# What you are asked to do
Echo back, word for word, everything in the listing below from the line containing "butterfly head, which" down to the line containing "x=374, y=168", with both of those lines included and nothing else.
── Information supplied ──
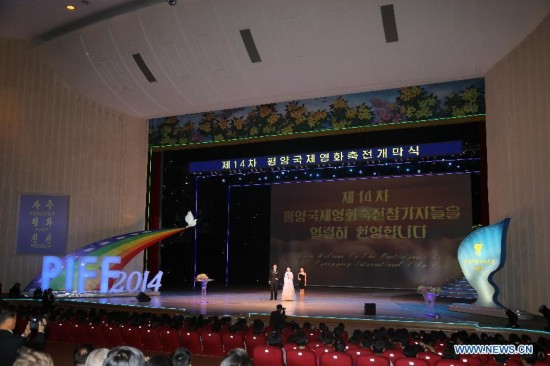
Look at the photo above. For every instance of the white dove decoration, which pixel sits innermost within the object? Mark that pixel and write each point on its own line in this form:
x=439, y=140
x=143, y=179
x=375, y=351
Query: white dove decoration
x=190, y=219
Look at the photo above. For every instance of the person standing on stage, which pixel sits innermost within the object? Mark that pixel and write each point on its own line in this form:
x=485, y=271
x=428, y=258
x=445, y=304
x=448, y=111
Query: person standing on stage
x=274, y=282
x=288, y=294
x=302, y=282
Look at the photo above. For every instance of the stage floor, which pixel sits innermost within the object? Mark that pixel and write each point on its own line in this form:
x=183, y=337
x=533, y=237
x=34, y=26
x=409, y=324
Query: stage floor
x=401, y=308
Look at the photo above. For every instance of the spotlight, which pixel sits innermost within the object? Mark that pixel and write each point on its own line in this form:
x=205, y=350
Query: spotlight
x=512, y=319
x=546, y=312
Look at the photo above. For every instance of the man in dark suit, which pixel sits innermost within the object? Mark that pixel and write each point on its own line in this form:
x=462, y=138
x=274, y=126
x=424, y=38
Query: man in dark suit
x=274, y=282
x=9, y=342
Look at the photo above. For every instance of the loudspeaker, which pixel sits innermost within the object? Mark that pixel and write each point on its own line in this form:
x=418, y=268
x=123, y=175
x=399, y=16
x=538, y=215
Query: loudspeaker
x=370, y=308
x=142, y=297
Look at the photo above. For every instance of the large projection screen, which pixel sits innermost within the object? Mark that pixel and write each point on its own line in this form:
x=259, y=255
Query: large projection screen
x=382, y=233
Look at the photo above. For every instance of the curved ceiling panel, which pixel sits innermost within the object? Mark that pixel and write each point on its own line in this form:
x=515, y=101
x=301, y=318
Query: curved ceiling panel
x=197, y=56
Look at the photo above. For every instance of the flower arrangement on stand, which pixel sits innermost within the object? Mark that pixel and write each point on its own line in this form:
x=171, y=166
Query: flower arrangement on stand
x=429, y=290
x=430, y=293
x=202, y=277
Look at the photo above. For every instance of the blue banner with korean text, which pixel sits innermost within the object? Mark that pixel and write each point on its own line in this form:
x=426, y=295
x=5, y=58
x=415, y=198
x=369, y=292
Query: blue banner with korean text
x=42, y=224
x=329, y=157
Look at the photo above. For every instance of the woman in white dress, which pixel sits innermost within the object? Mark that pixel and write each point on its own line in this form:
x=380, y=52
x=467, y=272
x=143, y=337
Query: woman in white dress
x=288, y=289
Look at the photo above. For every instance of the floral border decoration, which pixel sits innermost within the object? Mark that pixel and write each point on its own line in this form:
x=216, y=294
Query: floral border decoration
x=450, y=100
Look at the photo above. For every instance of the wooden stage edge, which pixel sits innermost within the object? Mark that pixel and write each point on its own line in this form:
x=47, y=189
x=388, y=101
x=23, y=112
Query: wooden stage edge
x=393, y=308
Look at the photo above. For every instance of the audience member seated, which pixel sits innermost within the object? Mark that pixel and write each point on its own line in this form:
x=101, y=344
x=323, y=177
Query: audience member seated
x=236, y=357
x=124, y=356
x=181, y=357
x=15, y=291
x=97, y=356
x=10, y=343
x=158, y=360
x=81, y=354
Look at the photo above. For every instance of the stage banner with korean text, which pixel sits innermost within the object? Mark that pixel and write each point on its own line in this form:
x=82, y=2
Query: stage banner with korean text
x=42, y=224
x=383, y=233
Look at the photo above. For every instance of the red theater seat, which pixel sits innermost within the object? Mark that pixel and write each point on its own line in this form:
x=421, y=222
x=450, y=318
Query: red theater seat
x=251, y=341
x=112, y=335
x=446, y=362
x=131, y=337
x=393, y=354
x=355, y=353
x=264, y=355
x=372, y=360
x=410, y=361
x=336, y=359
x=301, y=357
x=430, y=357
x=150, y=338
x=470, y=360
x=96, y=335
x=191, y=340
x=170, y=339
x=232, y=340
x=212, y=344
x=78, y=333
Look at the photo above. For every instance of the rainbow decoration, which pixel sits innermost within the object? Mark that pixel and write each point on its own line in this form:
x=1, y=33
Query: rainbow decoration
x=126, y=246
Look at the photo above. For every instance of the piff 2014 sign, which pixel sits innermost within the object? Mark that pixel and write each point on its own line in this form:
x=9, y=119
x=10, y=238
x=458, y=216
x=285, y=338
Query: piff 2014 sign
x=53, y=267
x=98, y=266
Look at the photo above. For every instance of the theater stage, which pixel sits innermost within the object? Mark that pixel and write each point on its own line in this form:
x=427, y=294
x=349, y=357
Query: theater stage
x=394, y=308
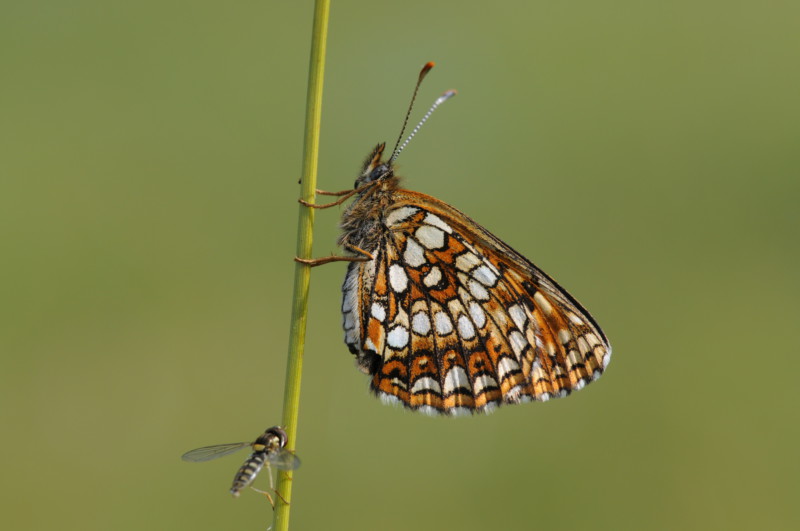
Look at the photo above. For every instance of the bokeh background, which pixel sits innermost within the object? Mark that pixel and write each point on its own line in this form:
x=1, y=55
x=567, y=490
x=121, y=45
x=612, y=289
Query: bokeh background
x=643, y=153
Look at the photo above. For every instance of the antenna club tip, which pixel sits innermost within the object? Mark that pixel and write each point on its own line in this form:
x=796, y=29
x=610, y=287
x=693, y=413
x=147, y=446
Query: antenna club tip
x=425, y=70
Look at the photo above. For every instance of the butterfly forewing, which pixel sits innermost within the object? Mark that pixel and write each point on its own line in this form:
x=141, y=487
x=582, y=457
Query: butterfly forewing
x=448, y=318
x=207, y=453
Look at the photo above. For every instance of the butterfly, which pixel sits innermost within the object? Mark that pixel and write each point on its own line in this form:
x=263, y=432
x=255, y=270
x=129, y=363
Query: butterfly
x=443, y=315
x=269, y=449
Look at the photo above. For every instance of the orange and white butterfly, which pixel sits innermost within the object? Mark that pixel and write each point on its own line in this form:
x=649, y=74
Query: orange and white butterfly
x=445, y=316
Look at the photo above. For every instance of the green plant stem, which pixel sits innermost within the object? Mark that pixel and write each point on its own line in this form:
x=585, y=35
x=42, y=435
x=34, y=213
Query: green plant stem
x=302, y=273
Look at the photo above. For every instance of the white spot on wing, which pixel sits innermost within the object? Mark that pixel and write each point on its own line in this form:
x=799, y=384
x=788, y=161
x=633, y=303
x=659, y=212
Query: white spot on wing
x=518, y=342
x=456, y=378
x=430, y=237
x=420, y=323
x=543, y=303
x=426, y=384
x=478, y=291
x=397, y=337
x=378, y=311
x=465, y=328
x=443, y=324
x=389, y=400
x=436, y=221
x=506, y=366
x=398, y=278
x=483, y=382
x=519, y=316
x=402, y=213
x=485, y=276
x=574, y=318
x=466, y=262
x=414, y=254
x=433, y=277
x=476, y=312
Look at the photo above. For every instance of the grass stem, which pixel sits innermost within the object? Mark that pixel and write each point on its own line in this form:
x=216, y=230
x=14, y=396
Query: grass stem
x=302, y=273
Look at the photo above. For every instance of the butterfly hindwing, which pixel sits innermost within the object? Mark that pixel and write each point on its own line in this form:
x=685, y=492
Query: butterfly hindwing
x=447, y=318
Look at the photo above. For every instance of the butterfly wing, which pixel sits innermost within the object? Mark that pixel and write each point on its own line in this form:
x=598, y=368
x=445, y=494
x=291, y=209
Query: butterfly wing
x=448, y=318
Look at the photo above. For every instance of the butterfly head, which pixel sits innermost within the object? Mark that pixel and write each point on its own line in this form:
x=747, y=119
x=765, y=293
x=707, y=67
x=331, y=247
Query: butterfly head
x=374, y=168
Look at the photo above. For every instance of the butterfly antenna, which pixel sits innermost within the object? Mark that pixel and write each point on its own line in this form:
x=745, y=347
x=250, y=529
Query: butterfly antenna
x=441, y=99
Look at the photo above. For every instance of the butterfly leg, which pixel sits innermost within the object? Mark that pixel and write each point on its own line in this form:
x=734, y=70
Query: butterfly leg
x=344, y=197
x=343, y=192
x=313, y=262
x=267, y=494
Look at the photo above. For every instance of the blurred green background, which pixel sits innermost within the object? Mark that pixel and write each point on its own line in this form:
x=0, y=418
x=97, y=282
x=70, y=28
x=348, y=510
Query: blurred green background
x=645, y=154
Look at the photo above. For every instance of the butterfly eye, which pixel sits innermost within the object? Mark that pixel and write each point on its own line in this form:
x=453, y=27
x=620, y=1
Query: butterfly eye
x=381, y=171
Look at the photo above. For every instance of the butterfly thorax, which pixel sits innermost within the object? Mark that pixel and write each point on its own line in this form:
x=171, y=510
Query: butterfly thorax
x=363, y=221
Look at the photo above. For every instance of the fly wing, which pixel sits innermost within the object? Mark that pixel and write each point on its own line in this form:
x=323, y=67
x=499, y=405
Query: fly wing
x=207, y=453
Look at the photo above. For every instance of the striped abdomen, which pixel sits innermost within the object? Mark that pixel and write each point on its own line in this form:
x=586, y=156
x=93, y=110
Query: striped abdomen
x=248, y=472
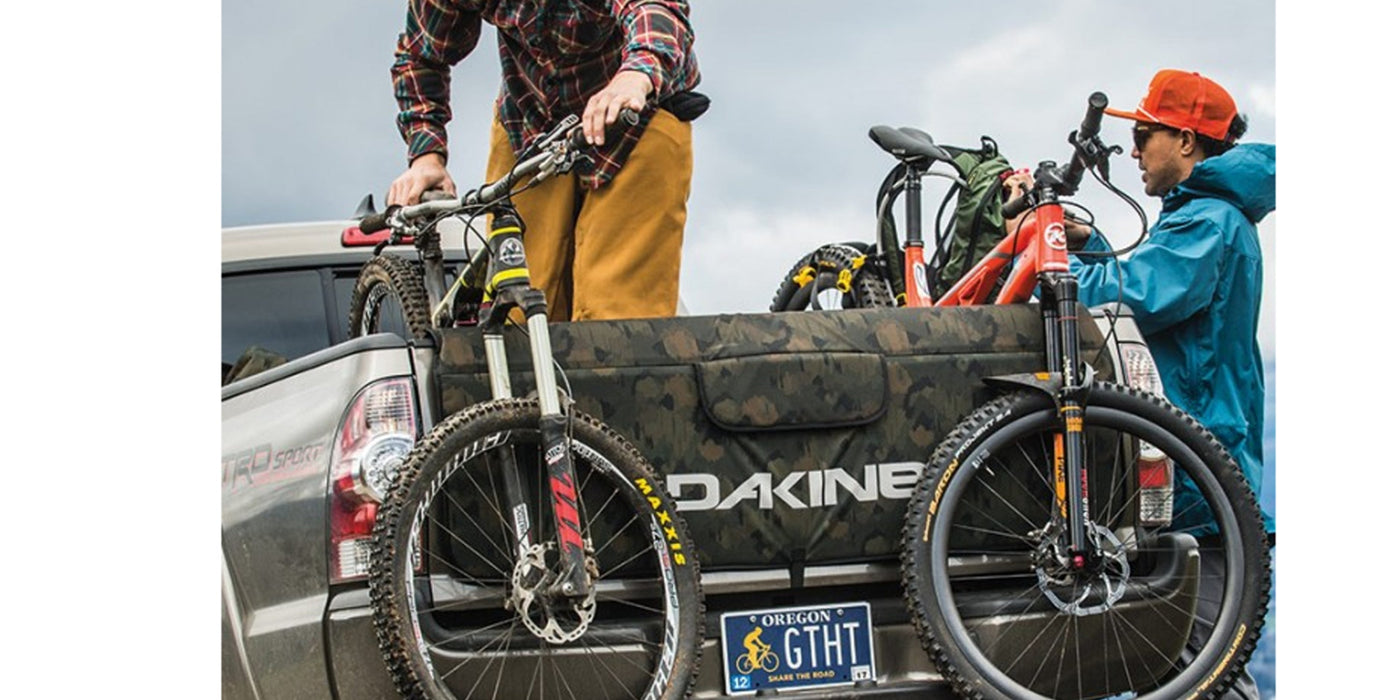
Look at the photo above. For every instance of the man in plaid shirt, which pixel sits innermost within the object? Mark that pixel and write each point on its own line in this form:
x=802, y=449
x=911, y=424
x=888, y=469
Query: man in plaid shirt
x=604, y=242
───
── Information supplied ──
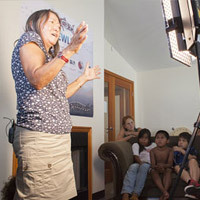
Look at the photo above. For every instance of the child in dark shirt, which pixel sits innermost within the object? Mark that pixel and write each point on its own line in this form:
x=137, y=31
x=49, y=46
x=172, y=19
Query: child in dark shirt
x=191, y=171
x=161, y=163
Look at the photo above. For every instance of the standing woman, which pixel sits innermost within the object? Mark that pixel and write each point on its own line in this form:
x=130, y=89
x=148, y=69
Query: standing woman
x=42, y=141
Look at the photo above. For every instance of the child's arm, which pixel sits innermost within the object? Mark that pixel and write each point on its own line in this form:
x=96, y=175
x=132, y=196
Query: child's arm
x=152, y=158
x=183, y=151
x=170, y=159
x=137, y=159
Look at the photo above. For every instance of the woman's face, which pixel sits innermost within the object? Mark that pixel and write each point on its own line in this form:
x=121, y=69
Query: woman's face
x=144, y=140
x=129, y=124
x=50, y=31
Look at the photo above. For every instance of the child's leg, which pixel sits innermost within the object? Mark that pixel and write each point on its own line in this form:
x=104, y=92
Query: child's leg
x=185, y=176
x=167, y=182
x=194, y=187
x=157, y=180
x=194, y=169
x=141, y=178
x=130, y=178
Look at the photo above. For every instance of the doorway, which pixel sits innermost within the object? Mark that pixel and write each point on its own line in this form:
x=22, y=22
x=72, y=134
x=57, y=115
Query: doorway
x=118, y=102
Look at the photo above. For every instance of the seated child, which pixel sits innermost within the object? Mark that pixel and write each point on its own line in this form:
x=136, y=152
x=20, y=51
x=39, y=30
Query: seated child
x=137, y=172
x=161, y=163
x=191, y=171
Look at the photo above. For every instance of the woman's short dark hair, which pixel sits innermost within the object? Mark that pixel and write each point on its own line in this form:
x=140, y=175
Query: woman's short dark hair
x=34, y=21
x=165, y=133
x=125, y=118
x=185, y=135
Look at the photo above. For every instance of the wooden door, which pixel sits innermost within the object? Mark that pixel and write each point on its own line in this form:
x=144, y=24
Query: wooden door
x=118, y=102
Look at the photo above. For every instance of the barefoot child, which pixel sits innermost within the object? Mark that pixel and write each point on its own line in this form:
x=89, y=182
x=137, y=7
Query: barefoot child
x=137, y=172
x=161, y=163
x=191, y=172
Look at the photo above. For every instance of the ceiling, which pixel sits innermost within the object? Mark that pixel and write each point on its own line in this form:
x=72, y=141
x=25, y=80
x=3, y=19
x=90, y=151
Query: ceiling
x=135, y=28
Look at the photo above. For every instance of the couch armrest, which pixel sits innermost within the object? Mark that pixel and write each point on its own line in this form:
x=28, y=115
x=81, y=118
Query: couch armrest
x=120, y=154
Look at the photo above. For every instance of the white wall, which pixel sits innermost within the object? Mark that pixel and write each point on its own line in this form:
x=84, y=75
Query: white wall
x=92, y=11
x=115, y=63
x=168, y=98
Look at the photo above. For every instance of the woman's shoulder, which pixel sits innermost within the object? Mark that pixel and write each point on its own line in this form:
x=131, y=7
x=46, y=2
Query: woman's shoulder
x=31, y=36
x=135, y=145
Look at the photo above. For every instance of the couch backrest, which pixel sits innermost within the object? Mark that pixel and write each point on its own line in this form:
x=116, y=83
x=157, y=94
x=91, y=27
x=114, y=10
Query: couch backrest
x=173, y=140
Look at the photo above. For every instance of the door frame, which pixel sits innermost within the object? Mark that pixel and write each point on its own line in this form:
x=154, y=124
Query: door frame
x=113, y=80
───
── Information supplied ──
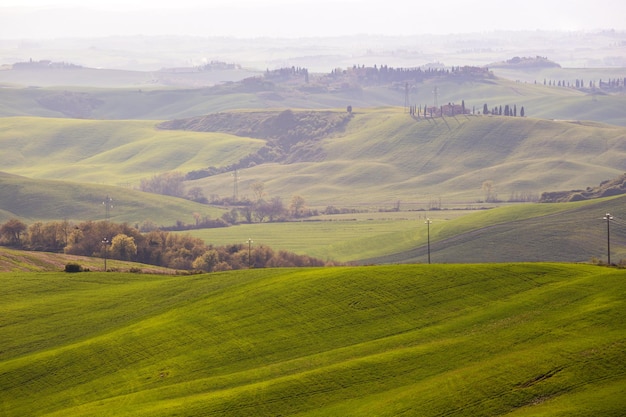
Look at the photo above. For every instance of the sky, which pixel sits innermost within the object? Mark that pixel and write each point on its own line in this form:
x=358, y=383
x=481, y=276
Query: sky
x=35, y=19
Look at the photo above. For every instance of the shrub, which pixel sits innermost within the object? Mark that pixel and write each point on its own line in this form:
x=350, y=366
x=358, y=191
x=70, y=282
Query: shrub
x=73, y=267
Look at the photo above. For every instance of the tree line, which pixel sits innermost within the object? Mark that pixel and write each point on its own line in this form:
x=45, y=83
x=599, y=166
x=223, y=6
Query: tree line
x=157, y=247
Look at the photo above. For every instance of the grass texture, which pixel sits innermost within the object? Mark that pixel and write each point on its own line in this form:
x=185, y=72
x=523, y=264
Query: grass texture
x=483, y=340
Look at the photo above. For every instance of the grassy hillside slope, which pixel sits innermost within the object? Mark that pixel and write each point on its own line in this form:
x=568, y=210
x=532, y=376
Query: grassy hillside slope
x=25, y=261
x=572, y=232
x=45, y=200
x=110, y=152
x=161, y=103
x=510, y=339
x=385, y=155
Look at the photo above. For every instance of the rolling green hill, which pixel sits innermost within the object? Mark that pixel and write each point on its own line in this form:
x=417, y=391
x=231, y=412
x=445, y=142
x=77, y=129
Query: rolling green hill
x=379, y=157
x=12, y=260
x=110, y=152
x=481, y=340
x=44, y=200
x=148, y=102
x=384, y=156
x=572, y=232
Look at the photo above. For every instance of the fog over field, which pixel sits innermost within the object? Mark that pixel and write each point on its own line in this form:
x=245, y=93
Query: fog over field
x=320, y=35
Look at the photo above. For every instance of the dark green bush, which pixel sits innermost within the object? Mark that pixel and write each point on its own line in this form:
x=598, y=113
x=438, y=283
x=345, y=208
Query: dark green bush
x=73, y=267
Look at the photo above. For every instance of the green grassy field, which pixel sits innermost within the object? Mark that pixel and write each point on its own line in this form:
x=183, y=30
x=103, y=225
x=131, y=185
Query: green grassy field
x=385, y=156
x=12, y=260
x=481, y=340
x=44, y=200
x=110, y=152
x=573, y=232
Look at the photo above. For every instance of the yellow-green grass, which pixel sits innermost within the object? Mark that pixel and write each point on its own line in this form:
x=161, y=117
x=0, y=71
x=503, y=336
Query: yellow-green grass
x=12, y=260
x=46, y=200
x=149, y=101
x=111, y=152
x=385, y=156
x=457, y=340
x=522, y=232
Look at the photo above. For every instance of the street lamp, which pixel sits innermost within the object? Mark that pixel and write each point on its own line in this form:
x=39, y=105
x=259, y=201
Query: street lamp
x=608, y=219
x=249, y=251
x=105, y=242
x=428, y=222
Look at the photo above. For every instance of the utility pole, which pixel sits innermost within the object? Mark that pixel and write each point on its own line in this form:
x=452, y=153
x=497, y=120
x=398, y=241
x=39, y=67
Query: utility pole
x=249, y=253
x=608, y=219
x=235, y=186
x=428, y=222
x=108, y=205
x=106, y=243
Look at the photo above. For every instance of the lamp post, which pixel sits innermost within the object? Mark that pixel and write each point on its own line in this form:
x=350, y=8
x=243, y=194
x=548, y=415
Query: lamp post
───
# Exercise result
Look at the photo above. For every instance of the butterfly head, which pixel sits innermost within the object? Mark that pixel and write each point on its own line in this form:
x=747, y=119
x=765, y=293
x=707, y=67
x=331, y=247
Query: butterfly head
x=374, y=168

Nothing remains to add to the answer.